▶ _Exercise prompt_
Copy out the data below, swapping every "drop a point" for "place a marker" and keeping everything else the same.

▶ _Supplied entries_
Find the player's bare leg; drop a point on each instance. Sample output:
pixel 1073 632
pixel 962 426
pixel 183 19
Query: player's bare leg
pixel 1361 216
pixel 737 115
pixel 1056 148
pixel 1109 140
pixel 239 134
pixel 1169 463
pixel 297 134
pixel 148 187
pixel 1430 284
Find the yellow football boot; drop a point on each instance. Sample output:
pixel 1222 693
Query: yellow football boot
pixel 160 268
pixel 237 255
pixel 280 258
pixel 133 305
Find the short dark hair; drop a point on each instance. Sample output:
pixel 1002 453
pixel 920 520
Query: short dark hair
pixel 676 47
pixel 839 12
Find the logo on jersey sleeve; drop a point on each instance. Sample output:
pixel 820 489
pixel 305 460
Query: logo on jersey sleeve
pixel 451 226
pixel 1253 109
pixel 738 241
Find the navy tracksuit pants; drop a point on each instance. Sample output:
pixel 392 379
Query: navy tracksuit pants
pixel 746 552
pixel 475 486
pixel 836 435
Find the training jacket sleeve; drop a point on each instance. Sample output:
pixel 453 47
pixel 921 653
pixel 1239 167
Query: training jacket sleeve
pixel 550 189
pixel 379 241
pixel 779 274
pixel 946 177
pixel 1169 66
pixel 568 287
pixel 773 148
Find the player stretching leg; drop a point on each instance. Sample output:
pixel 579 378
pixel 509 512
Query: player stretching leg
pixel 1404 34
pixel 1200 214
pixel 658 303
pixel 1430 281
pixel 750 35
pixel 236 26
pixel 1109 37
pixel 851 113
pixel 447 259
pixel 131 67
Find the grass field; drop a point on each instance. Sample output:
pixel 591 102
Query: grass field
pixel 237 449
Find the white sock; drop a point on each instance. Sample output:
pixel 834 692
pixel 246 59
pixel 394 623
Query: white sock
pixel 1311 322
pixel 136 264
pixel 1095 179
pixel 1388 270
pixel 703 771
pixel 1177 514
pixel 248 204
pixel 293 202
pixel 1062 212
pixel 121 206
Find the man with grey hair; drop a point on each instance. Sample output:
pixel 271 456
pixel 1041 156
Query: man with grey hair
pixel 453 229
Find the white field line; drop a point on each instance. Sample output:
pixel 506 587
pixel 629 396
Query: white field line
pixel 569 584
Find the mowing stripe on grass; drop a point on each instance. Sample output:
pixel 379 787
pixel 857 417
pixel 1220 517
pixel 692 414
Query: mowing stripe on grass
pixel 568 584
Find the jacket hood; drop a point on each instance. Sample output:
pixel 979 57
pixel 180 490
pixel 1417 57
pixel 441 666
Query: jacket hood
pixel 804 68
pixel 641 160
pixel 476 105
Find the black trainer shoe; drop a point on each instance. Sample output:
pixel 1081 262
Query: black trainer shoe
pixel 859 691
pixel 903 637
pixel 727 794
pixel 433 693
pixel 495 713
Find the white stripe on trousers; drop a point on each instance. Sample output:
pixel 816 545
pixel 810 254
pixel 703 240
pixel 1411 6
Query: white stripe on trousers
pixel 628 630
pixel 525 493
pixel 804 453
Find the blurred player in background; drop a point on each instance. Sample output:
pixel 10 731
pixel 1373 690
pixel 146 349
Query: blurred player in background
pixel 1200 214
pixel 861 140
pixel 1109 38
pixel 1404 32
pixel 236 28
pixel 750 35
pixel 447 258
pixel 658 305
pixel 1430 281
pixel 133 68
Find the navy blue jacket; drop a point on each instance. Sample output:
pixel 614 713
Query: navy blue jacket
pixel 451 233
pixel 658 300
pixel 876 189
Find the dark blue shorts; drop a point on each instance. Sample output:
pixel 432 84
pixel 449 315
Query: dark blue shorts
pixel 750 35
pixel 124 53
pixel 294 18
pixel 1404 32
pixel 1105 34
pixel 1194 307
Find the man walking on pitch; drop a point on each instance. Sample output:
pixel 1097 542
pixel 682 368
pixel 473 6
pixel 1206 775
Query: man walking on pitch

▶ _Correct answer_
Find the player's bare leg; place a marker on each instance. Sample output:
pixel 1073 632
pixel 962 426
pixel 183 19
Query: player's bare leg
pixel 1361 216
pixel 737 115
pixel 1056 148
pixel 1109 140
pixel 239 134
pixel 1169 463
pixel 297 134
pixel 148 187
pixel 1430 284
Find the yellow football boot; place a marker on each instance. Sample output:
pixel 1222 693
Query: yellow football boot
pixel 160 268
pixel 237 255
pixel 280 258
pixel 133 305
Find the short dark hair; place a marker on each instance. Sample output:
pixel 1002 453
pixel 920 520
Query: short dark hair
pixel 676 47
pixel 839 12
Find the logo on jersey sleeve; place a marker on each instance. Sample output:
pixel 820 489
pixel 305 460
Query: logo on jersey sleeve
pixel 451 226
pixel 1253 109
pixel 738 241
Find the navy tracksuit pants; place a marker on each instance. Sample output:
pixel 392 379
Query: navy tracksuit pants
pixel 746 552
pixel 475 486
pixel 836 435
Find the training jacket sleeve; place a marker on each instance. Sample output:
pixel 453 47
pixel 921 653
pixel 1239 167
Query: training jacket sleeve
pixel 550 189
pixel 379 241
pixel 779 274
pixel 946 177
pixel 1169 66
pixel 568 287
pixel 773 148
Find the player stretching leg; place a marker on each instance. Sample output:
pixel 579 378
pixel 509 512
Query: player stretching leg
pixel 1404 34
pixel 1200 214
pixel 658 303
pixel 1430 281
pixel 750 35
pixel 236 26
pixel 1109 37
pixel 851 113
pixel 447 259
pixel 131 67
Find the grass field; place a marker on each instance. Sample output:
pixel 591 102
Query: grass field
pixel 237 449
Find the white sock; place a marker on each instance. Sample output:
pixel 834 692
pixel 246 59
pixel 394 623
Query: white sock
pixel 1311 322
pixel 136 264
pixel 1095 179
pixel 1388 270
pixel 703 771
pixel 1177 514
pixel 248 204
pixel 293 202
pixel 1062 212
pixel 121 206
Find the man with grey hair; place a marker on each instance. Sample output:
pixel 271 456
pixel 1041 156
Query: man with grey hair
pixel 453 229
Find the white field line; place a marker on each instance. Sample output:
pixel 506 587
pixel 629 396
Query: white field line
pixel 569 584
Find the mowing stripe on grass; place a marker on each instance. Sample output:
pixel 379 787
pixel 857 417
pixel 1220 517
pixel 692 414
Query: mowing stripe on grass
pixel 568 584
Find the jacket hood; place a marker on each instance. Sample output:
pixel 979 57
pixel 180 490
pixel 1417 57
pixel 441 666
Query: jacket hood
pixel 804 68
pixel 641 160
pixel 476 105
Find the black trainer shoe; place a marker on each instance. Sample output:
pixel 1081 262
Query: black trainer shoe
pixel 859 691
pixel 903 637
pixel 727 794
pixel 433 693
pixel 495 713
Find the white stripe on trousers; place a marker on each instance. Sample output:
pixel 816 545
pixel 810 254
pixel 703 240
pixel 1411 6
Query: white stripe on trousers
pixel 628 630
pixel 525 493
pixel 804 453
Find the blurred player in background; place a marker on each instance. Sample output:
pixel 10 731
pixel 1373 690
pixel 146 349
Query: blurred player in background
pixel 1200 214
pixel 861 140
pixel 1109 38
pixel 1404 32
pixel 236 28
pixel 750 35
pixel 447 258
pixel 658 305
pixel 1430 281
pixel 133 68
Find the navy blue jacket; place a marker on each instance. Sample output:
pixel 614 713
Query: navy blue jacket
pixel 451 233
pixel 658 300
pixel 876 189
Find the dark blue shorts; place a marker on each instance. Sample output:
pixel 432 84
pixel 449 315
Query: dark blue shorts
pixel 750 35
pixel 124 53
pixel 294 18
pixel 1404 32
pixel 1105 34
pixel 1194 307
Find the man walking on pitch; place a marker on each instance. Sample output:
pixel 1097 542
pixel 682 368
pixel 473 6
pixel 1206 775
Query: man walking on pitch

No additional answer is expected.